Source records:
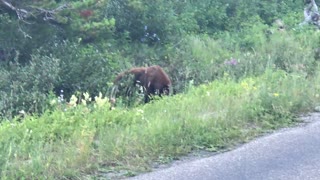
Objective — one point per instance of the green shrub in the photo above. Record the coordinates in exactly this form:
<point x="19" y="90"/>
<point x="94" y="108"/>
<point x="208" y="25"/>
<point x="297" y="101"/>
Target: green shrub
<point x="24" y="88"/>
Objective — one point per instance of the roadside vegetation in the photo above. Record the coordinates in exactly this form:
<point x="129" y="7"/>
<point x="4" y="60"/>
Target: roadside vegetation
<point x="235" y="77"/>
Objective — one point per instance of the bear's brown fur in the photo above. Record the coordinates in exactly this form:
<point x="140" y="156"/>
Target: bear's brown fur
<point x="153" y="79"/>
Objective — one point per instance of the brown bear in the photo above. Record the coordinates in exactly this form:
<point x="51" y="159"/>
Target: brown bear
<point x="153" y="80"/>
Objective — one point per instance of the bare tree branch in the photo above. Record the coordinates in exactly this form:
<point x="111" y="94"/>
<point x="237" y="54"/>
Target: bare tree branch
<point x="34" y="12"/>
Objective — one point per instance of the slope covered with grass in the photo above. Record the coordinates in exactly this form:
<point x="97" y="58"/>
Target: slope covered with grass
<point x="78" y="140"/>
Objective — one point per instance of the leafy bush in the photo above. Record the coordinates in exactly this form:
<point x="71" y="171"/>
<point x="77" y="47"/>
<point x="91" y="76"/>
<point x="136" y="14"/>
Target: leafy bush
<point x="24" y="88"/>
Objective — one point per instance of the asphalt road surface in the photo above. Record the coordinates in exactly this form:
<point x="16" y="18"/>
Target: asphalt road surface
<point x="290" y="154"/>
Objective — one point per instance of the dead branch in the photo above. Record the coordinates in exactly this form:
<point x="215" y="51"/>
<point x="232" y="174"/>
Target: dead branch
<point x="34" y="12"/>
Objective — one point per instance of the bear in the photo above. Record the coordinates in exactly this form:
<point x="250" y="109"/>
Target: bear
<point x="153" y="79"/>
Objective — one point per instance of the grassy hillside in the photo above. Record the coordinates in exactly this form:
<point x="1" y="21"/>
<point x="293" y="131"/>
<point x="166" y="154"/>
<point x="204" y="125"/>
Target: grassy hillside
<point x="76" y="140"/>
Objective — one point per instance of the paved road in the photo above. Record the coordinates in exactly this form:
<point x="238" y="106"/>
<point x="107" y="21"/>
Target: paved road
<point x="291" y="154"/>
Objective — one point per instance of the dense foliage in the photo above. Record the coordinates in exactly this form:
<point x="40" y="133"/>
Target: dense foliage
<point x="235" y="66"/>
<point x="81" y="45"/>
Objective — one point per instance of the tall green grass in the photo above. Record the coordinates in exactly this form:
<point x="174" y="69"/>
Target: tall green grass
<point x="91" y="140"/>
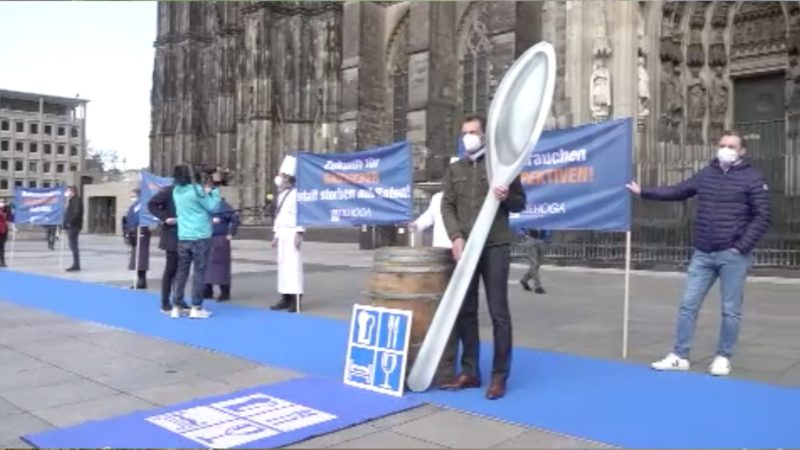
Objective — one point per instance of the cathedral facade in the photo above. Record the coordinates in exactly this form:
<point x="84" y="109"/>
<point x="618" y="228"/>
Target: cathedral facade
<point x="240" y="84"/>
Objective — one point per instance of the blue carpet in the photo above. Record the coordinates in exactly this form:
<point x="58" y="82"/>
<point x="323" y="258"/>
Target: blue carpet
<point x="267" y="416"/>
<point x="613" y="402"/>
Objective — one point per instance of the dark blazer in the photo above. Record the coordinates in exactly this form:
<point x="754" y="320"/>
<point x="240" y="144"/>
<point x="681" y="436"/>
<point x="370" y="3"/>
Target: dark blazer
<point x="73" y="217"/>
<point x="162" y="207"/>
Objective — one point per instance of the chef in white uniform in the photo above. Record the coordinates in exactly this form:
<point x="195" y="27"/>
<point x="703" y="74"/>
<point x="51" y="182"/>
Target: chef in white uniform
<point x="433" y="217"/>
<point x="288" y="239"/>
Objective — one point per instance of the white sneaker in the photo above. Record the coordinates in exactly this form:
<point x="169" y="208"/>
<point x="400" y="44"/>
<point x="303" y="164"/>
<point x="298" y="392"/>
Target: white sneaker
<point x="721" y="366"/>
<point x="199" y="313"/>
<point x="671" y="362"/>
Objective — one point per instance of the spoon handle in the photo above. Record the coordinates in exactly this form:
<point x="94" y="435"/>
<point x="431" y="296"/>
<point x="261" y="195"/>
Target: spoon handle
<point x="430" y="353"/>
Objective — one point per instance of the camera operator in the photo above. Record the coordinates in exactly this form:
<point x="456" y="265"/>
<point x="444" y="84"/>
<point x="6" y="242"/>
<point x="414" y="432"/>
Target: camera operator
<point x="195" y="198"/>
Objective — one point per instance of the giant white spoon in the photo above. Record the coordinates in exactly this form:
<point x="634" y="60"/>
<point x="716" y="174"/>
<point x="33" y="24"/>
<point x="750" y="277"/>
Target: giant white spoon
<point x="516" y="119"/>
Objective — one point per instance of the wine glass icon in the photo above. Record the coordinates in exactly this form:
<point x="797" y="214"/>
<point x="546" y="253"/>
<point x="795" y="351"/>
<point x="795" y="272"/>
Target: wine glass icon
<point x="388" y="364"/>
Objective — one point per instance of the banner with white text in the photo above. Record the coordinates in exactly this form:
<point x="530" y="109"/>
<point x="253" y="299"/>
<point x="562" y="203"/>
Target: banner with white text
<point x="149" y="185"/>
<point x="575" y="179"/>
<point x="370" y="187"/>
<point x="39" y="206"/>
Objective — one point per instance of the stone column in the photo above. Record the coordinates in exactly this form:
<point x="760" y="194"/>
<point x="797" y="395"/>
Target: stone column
--
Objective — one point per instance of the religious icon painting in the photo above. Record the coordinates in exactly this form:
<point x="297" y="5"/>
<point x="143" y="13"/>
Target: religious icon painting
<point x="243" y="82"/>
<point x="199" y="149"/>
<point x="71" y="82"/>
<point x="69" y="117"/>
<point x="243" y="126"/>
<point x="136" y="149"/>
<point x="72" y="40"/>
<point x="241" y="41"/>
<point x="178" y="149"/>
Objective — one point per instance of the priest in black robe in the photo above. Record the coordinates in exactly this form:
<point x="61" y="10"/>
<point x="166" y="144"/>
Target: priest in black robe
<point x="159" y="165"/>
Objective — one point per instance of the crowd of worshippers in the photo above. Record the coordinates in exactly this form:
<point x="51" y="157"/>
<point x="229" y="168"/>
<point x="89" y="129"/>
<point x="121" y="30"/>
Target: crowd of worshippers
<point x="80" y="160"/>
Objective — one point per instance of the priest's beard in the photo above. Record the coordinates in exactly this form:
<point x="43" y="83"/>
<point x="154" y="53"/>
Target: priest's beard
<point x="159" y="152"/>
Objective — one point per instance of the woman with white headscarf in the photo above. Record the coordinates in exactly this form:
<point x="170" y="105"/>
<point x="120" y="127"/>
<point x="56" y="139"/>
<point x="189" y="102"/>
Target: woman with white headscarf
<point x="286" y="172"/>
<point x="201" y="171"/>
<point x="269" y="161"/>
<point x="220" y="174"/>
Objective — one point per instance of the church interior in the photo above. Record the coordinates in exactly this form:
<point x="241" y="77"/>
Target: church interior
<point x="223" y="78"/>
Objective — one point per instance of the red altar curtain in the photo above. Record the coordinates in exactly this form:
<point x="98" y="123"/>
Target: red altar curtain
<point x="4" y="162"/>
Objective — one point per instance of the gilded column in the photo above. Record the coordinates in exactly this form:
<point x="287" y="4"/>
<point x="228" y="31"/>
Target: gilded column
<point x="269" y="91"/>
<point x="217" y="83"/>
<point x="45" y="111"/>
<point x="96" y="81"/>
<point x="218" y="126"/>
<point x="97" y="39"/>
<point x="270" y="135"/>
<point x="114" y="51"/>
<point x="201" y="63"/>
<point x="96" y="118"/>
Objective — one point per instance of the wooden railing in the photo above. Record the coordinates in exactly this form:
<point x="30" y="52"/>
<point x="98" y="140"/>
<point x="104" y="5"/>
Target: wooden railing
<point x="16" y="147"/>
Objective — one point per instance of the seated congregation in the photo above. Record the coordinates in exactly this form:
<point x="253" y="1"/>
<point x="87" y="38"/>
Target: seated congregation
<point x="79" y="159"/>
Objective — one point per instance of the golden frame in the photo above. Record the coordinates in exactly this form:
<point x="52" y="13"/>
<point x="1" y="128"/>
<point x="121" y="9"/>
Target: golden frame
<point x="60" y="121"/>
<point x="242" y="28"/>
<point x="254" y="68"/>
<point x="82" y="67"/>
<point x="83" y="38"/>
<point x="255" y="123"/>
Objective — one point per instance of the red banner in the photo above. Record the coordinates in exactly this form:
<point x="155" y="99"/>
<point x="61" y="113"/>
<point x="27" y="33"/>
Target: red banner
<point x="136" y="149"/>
--
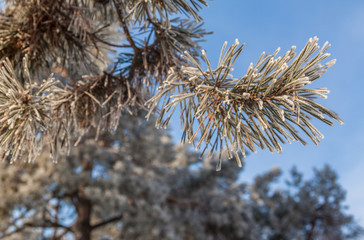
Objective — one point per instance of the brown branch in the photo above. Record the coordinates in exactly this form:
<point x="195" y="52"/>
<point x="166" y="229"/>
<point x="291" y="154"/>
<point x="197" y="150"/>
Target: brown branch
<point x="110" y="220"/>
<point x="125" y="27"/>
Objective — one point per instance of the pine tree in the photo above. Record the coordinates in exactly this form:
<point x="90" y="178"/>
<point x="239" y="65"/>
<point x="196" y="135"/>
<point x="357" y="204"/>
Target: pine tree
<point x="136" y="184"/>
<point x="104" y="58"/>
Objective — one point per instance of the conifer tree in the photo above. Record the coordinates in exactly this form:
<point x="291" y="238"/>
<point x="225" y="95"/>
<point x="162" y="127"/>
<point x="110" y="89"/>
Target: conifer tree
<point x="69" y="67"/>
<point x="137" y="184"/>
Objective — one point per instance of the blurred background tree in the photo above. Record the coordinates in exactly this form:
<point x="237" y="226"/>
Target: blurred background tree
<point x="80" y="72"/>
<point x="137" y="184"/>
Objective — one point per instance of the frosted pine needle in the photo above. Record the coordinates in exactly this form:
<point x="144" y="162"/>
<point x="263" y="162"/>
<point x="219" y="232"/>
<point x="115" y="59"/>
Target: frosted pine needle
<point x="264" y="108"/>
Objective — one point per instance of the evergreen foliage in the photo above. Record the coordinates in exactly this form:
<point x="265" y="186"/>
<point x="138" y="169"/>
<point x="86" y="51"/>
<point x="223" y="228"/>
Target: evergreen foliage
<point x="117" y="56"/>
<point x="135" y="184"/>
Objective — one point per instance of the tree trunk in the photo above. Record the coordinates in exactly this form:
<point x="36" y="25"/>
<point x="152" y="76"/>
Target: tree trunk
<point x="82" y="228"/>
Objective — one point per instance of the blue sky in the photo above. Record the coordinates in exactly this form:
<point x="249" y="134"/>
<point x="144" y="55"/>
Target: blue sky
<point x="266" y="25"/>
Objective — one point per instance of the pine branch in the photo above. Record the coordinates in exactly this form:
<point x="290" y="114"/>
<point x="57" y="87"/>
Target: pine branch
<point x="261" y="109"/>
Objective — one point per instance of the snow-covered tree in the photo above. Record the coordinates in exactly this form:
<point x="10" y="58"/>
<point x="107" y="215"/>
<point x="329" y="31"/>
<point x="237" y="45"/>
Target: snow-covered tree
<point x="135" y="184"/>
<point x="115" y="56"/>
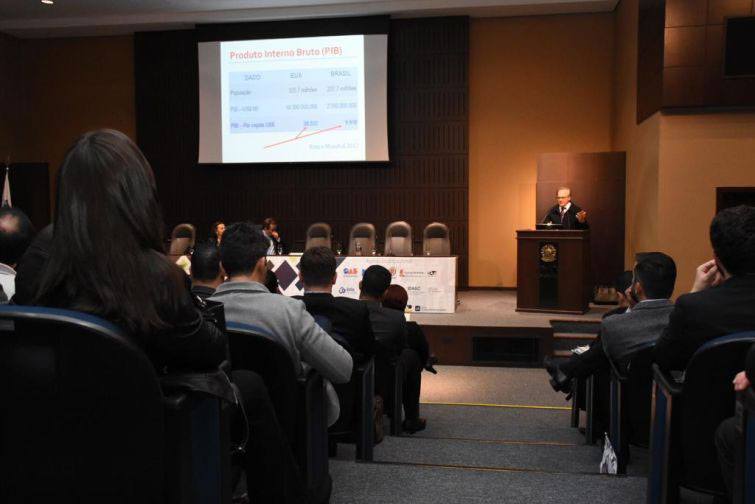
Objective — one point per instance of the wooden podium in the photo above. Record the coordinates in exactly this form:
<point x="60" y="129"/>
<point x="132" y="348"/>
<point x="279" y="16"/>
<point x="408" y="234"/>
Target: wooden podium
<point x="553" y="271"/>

**Action item**. Look through the entries for lines containing the word "stone" and return each one.

**Answer box**.
Objective — one point per instance of the stone column in the photo above. Record the coordinates in exactly this form:
Target: stone column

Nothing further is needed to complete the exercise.